Input material

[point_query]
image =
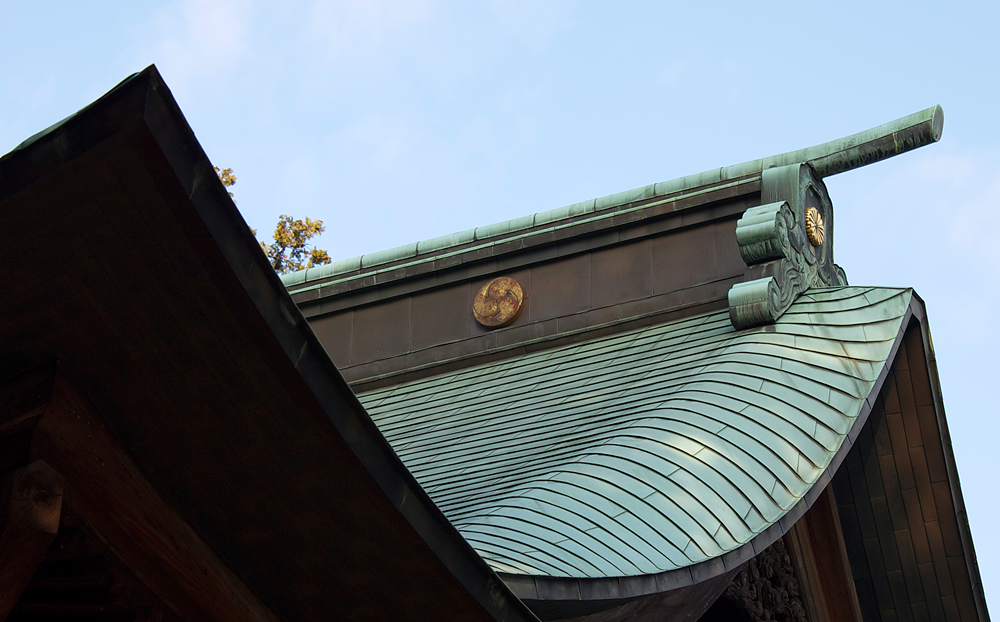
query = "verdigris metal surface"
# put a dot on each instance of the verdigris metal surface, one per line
(830, 158)
(646, 451)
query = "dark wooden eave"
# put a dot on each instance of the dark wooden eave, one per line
(127, 263)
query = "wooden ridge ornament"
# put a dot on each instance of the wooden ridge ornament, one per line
(498, 302)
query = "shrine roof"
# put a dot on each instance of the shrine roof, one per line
(652, 452)
(830, 158)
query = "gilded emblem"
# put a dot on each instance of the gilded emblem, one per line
(498, 302)
(815, 230)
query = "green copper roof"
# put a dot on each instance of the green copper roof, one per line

Written request
Reproduce all of the lines above word for word, leaving out the pictures.

Solution to the problem
[point_query]
image =
query = "verdigris metal surface"
# put a dot on each instance of the verdigris metal surface, one per line
(830, 158)
(646, 451)
query = "dark wooden eave"
# put a dot on each instance of the dark wooden eave, one per line
(127, 263)
query = "wooden ridge ornament"
# put a dot on each instance of the wooden ridge ornament, one per line
(498, 302)
query = "shrine roof"
# put a dot on each instance of the shrine roof, one per line
(652, 452)
(830, 158)
query = "gilded emblem"
# put a dot on each instance of the gilded emblem, one per line
(498, 302)
(815, 230)
query = "green copper roof"
# put a dot on each instance of the green copper roof, one per line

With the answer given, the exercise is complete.